* _Task brief_: Some of the lines below need repeating. Reproduce exactly those between the lines holding "For each <instance>" and "positive clicks: (120, 34)", inclusive.
#### Input
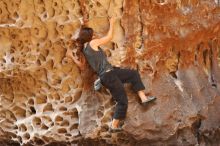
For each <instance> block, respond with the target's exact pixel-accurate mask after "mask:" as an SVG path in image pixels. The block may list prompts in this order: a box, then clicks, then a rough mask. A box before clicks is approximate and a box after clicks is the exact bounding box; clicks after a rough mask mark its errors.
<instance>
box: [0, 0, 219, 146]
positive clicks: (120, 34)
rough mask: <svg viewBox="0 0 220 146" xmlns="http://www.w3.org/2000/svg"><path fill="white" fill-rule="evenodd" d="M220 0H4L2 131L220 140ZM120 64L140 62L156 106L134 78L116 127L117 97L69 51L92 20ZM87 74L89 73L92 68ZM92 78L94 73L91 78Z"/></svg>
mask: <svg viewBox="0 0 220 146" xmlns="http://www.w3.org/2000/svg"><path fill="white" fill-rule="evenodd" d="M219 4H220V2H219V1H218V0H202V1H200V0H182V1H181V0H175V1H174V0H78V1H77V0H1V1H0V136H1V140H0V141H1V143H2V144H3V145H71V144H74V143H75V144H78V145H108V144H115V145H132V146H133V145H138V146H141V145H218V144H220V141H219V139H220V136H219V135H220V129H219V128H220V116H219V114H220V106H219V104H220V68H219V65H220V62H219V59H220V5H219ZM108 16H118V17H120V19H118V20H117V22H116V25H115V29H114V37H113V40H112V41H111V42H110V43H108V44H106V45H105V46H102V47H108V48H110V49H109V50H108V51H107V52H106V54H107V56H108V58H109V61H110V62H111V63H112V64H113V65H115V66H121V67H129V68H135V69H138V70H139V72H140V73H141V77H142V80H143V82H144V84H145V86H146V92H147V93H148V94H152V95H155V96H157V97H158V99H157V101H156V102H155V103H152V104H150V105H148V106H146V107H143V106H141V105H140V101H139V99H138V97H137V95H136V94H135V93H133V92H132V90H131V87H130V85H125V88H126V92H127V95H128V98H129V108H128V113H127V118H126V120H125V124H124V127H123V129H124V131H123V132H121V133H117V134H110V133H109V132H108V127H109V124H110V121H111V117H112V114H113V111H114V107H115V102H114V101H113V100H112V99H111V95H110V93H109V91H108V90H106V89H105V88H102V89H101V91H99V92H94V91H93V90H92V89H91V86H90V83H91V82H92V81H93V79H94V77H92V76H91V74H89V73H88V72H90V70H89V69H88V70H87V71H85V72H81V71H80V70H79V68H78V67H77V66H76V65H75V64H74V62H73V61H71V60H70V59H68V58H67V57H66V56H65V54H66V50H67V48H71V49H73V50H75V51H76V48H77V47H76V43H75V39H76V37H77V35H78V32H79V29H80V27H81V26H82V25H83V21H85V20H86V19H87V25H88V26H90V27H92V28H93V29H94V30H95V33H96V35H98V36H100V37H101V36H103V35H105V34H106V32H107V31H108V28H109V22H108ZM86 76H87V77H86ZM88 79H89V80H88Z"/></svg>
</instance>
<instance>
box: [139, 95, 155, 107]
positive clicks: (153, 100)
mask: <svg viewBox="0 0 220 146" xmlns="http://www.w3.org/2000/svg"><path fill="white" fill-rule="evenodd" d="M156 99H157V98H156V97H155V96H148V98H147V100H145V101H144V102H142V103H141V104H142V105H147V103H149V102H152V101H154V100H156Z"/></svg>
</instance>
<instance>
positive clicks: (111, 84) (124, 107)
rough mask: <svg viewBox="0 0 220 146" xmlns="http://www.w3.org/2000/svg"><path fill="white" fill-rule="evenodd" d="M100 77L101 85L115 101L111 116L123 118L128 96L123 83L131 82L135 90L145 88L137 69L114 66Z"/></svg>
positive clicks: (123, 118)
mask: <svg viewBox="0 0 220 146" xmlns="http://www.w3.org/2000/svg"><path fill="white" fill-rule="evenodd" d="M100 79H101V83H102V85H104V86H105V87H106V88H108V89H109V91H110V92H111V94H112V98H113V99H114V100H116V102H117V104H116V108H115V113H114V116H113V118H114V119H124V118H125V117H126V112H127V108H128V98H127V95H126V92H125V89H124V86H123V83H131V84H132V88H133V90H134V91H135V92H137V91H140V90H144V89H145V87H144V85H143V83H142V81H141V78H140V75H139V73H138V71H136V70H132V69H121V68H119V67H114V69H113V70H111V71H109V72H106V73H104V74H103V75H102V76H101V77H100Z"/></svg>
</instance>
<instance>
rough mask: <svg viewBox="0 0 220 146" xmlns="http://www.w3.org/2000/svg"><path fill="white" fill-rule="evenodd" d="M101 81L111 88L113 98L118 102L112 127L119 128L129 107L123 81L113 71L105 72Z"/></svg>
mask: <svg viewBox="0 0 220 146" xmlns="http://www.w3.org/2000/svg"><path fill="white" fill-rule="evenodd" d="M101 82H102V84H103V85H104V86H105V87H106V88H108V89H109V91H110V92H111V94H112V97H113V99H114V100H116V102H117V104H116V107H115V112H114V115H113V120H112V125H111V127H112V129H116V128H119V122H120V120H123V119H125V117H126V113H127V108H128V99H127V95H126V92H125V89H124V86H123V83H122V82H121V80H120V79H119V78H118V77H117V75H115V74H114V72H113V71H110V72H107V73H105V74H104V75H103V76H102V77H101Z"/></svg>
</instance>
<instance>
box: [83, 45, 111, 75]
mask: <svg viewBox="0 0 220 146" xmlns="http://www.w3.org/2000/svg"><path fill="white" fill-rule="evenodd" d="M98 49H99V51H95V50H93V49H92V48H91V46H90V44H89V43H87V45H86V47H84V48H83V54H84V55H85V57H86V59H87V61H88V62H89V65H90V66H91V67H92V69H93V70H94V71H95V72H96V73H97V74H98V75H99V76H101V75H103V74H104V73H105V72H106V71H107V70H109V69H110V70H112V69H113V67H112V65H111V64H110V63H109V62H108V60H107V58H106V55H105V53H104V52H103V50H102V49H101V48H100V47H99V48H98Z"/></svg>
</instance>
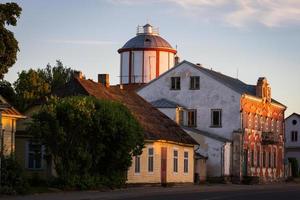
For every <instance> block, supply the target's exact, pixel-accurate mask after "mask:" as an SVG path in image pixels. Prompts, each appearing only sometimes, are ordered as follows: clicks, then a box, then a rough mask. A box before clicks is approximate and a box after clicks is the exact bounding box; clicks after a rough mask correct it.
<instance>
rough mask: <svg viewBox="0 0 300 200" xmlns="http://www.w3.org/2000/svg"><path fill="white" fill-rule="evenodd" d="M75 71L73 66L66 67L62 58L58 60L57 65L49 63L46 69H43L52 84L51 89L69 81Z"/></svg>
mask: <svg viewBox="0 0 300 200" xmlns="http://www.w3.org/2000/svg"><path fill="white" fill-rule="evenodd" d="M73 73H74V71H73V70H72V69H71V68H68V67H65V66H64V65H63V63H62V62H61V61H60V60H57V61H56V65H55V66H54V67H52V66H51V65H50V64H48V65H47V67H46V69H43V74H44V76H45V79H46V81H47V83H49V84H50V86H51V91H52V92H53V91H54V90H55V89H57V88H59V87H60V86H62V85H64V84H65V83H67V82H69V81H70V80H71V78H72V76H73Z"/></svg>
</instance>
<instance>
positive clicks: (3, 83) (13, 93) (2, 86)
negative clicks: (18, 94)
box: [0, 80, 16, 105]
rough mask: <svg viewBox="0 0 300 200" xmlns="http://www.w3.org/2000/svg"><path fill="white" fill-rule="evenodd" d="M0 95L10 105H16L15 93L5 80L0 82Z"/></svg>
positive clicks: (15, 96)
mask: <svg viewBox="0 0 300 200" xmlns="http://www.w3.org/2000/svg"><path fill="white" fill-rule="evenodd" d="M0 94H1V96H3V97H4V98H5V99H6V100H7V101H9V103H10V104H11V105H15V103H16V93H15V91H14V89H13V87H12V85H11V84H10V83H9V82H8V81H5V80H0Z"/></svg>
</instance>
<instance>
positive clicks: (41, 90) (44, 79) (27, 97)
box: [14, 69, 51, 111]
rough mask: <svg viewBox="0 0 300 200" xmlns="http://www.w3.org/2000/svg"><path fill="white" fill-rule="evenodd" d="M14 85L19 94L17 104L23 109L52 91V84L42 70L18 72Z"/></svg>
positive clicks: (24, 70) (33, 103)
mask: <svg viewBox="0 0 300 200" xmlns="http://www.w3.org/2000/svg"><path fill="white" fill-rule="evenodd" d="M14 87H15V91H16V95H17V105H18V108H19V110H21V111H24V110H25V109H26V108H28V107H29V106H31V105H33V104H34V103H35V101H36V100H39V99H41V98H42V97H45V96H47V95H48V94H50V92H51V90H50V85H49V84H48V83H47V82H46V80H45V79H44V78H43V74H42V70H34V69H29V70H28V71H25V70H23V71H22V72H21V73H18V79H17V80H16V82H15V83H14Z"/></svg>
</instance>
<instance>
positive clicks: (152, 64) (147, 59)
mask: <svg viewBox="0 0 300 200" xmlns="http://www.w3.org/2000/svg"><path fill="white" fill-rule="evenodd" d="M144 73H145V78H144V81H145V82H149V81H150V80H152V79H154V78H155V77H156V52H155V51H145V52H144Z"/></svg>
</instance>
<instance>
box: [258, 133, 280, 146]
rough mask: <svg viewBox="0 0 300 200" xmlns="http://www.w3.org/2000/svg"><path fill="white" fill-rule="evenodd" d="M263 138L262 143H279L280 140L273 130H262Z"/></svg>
########
#### Input
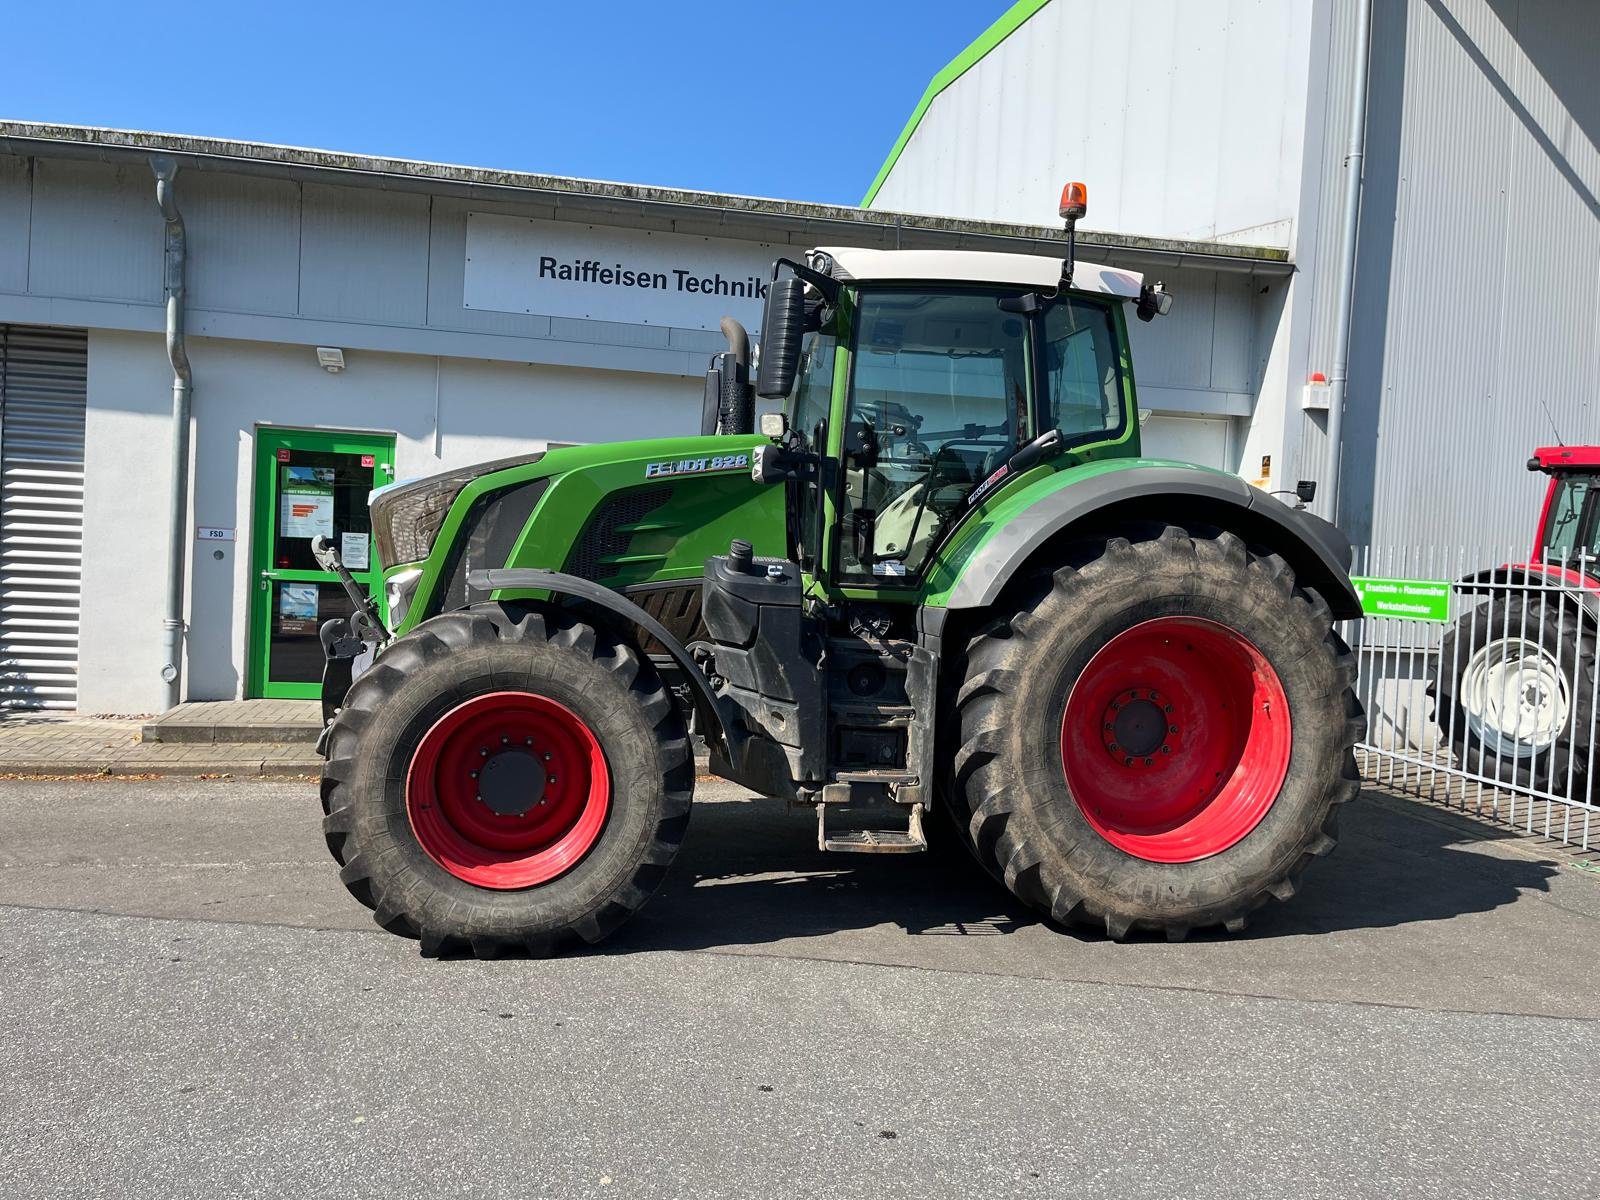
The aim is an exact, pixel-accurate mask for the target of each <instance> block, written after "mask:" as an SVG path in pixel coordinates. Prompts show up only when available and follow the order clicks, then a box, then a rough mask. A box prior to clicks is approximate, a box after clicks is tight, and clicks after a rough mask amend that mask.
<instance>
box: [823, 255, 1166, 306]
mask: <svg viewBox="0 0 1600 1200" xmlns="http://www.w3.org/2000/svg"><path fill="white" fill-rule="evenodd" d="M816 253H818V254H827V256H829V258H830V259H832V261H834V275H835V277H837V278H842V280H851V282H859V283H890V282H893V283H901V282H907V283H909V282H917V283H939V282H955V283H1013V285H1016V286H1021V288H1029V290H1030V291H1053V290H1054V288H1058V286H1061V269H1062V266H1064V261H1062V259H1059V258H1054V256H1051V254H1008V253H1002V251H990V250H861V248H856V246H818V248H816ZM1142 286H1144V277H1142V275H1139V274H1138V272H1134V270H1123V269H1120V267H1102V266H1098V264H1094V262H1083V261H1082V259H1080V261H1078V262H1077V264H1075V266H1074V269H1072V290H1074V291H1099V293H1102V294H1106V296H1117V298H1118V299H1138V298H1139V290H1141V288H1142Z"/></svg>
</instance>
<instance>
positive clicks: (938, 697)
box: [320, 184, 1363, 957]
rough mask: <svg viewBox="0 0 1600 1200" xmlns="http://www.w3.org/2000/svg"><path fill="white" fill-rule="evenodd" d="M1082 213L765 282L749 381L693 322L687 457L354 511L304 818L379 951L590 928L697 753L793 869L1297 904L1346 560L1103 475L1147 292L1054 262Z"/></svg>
########
#### Input
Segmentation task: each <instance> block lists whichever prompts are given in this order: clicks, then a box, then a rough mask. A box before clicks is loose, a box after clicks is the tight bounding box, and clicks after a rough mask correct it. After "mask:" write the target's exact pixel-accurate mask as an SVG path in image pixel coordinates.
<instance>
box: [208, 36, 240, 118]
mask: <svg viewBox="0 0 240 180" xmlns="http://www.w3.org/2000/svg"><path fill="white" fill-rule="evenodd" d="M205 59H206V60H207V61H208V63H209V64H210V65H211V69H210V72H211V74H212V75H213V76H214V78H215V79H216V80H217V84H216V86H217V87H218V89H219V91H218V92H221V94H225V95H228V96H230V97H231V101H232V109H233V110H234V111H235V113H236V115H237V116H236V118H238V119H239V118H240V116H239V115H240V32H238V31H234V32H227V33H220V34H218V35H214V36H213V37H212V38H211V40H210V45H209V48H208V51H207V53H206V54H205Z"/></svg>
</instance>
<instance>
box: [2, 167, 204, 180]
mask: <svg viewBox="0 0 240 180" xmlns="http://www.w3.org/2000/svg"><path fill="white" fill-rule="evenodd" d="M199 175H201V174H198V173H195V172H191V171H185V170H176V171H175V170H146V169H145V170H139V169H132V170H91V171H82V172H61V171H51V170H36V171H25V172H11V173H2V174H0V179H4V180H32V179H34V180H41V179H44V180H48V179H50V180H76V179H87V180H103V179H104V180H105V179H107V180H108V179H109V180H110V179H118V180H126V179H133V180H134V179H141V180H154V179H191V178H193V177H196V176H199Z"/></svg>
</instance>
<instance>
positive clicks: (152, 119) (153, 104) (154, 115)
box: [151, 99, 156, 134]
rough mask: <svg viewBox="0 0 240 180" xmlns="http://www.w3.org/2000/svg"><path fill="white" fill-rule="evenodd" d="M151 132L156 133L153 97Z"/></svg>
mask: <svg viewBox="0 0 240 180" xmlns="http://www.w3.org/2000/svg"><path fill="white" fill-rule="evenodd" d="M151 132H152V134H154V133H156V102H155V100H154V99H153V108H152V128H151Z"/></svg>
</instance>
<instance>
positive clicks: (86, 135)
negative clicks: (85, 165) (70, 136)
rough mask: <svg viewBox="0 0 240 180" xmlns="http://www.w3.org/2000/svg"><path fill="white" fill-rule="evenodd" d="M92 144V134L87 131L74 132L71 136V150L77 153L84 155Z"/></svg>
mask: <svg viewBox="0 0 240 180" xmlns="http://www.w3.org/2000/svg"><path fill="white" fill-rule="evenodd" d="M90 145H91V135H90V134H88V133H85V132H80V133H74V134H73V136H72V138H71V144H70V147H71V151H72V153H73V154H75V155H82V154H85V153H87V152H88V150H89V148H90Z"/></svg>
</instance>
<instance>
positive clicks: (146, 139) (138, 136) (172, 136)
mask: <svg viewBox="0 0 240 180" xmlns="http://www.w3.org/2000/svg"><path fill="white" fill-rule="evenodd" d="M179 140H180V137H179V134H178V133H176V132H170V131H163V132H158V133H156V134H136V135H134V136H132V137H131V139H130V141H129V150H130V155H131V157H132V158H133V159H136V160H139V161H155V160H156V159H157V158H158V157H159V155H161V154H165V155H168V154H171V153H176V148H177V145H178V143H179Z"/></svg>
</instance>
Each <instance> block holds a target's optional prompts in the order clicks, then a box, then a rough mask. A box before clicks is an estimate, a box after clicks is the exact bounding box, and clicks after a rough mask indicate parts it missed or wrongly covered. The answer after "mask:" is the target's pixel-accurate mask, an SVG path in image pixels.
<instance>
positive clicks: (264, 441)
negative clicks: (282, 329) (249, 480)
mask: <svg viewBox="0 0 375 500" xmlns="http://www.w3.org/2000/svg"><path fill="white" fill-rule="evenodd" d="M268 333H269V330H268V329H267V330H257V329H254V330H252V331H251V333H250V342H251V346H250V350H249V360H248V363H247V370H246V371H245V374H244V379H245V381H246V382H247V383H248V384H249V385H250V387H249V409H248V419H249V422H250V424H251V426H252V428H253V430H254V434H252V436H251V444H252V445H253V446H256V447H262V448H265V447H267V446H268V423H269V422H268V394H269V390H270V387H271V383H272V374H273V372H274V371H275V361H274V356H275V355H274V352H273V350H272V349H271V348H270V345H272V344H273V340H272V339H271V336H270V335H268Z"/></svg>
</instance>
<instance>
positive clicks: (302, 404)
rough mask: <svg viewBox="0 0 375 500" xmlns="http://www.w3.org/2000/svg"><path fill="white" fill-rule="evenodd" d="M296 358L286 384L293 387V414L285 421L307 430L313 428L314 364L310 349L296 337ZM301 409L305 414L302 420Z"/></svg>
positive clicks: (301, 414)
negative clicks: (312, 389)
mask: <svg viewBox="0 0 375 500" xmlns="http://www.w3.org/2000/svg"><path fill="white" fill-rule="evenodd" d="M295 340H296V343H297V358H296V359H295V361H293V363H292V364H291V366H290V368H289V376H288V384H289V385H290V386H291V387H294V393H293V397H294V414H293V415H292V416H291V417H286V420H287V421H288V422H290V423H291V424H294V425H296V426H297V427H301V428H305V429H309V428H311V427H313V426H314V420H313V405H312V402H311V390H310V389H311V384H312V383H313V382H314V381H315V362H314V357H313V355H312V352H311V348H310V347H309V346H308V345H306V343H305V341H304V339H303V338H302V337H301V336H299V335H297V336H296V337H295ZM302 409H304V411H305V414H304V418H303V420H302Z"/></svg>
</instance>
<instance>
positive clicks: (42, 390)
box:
########
* _Solved problem_:
For each <instance> block, respond with the target's exact pixel-accurate mask after "mask:" as an SVG path in image pixels. The block may list prompts in this order: a box, then clicks, then a rough mask. A box before clicks is approximate and a box after clicks is the exact bounding box; clicks after a rough mask mark its errors.
<instance>
box: [0, 0, 219, 146]
positive clicks: (120, 34)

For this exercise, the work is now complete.